■ Task goal
Search the records below for the word "element". Pull out each line that has it.

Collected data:

===

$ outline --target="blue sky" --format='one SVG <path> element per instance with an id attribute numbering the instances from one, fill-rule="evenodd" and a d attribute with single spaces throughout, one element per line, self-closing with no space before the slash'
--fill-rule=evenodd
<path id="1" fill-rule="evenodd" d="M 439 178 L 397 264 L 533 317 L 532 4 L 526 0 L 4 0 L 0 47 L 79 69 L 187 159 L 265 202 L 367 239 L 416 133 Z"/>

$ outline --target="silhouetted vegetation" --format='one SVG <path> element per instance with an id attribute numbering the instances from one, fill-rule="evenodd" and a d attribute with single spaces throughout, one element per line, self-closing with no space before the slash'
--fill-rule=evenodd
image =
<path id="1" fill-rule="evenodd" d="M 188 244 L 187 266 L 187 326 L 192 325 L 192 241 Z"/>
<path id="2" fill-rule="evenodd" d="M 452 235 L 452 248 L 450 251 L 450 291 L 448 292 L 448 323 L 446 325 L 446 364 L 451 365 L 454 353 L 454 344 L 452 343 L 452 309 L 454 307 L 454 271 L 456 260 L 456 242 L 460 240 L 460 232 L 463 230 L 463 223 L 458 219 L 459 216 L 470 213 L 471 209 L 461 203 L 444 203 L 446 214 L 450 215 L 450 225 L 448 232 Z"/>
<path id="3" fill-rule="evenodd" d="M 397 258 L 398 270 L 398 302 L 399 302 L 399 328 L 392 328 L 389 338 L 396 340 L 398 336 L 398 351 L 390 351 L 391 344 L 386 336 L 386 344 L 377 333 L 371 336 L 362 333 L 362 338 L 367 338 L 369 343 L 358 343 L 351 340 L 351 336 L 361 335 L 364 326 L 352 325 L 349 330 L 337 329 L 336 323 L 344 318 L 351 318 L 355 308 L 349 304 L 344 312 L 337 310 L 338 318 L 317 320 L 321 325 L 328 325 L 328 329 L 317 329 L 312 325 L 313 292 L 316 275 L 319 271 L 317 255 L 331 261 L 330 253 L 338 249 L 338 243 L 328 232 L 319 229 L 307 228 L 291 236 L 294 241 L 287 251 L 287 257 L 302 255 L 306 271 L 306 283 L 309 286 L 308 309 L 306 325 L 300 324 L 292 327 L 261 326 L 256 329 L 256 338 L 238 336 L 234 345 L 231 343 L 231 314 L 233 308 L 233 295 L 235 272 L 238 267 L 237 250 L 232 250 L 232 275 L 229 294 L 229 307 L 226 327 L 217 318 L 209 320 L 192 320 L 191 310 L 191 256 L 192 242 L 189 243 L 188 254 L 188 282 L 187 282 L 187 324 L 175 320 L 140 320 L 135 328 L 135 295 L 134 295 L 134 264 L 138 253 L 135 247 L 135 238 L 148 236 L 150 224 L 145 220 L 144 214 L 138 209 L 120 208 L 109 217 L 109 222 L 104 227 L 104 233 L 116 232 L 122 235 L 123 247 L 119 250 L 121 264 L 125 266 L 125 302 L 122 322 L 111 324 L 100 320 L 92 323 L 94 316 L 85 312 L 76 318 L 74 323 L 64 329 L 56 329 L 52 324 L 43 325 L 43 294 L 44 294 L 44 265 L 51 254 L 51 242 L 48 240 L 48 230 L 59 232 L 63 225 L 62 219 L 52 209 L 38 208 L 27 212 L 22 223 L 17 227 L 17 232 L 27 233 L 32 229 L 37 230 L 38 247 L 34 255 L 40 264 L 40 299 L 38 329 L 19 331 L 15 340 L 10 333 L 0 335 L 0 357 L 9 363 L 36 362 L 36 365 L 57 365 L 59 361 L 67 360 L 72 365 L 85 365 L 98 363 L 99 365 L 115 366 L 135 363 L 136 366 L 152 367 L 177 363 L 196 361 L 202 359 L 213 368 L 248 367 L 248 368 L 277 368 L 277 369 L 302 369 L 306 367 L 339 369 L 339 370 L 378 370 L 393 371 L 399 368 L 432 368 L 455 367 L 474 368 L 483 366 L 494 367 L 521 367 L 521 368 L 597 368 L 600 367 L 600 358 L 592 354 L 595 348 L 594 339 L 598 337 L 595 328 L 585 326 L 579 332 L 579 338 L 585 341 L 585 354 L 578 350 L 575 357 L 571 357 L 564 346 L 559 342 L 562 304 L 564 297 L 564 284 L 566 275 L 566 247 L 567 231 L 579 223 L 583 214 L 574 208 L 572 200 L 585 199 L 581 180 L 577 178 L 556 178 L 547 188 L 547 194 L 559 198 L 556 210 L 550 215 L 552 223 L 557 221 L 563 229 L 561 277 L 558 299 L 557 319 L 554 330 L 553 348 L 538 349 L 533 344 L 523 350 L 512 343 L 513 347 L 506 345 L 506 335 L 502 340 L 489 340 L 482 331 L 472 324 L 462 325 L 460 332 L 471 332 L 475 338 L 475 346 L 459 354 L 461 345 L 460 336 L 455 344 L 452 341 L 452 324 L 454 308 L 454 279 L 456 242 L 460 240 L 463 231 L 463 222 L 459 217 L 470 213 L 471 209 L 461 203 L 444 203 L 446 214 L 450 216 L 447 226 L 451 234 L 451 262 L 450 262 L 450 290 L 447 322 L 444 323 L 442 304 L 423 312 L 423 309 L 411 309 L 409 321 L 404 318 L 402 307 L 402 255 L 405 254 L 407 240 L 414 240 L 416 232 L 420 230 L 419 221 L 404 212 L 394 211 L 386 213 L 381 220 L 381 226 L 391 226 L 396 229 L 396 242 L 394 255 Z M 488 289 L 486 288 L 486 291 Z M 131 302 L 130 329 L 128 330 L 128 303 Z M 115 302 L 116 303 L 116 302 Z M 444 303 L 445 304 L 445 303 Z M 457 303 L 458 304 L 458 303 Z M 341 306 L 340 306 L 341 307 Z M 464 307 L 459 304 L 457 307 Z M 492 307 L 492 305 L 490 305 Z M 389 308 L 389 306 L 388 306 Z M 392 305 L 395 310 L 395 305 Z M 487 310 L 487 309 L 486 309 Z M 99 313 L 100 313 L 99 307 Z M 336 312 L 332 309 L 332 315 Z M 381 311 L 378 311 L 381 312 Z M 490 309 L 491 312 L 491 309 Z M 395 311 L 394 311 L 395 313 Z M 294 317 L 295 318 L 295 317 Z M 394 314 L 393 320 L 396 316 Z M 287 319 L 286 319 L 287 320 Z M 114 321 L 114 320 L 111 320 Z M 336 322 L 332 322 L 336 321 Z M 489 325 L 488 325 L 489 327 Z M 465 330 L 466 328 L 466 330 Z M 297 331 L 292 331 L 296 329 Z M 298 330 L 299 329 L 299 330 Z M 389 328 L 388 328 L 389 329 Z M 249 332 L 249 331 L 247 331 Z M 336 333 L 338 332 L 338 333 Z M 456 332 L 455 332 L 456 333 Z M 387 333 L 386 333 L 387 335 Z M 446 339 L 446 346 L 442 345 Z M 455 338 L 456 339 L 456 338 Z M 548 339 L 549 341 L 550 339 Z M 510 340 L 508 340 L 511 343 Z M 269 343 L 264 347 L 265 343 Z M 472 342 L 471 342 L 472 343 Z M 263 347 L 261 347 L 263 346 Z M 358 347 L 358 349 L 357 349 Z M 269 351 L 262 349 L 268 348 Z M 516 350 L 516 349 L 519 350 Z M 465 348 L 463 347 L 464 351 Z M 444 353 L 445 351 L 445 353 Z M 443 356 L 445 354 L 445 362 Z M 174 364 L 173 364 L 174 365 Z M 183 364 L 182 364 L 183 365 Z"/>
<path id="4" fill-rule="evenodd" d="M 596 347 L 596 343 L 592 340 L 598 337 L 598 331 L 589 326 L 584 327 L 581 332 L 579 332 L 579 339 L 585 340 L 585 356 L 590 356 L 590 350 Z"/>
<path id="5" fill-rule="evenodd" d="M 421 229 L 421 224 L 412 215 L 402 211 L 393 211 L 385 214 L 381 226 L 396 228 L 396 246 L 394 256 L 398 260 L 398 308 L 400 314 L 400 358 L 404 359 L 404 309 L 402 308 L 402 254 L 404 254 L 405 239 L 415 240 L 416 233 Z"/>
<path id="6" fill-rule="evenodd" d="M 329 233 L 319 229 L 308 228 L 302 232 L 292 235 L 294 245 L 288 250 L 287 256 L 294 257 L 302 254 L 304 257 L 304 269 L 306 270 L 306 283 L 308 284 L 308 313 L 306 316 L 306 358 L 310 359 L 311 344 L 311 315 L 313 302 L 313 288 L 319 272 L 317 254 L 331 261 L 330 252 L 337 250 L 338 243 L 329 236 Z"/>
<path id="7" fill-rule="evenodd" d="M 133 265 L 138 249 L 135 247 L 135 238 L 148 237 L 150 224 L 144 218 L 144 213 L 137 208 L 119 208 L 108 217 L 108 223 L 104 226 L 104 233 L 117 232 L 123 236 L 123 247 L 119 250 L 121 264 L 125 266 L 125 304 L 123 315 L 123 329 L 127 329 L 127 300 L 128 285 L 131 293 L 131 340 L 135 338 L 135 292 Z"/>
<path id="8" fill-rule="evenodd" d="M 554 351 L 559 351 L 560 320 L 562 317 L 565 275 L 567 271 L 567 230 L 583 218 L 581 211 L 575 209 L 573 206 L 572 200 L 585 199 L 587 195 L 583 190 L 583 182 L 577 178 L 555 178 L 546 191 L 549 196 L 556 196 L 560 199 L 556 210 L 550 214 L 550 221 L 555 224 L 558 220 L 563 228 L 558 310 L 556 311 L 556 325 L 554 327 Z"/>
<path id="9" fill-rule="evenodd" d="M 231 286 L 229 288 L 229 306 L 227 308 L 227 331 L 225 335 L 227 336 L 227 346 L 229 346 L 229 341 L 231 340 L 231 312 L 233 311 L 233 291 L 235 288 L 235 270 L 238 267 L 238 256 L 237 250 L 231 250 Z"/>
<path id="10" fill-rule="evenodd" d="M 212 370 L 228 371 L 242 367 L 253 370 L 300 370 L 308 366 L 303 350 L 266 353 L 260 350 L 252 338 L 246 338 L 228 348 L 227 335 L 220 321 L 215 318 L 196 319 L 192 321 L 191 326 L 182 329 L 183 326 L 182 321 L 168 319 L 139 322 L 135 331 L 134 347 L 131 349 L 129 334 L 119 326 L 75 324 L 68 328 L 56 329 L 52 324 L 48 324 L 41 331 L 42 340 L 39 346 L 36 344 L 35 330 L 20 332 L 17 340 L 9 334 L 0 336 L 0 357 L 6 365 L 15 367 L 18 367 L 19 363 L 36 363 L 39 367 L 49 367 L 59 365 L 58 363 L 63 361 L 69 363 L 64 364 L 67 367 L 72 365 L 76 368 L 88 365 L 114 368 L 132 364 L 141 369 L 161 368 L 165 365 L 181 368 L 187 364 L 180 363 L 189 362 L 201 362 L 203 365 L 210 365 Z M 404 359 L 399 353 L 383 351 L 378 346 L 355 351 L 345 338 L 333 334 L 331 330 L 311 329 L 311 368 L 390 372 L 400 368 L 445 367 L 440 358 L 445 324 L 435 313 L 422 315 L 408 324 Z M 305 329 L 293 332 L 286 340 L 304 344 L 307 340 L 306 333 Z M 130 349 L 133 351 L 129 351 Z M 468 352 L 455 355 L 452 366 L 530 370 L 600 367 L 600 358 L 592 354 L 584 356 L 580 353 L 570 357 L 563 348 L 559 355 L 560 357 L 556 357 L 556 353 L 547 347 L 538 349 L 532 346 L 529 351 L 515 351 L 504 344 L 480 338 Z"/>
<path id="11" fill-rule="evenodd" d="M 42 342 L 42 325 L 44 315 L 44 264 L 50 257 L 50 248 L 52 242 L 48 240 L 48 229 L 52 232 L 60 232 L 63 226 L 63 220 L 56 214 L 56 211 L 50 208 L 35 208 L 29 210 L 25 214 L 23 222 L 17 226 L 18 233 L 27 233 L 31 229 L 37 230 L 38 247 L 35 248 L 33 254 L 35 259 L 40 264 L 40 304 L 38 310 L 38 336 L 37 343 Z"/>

===

■ Completed exercise
$ outline --target="blue sky" --format='one SVG <path> element per instance with an id attribute numbering the instances from one, fill-rule="evenodd" and a d attribute with single spaces throughout, one element per line, self-closing with no space before the slash'
$ outline --target="silhouetted vegetation" --format='one SVG <path> element per instance with an id attribute numbering the instances from one, fill-rule="evenodd" and a d attribute with single spaces throughout, one element per line, self-closing with no space before the slash'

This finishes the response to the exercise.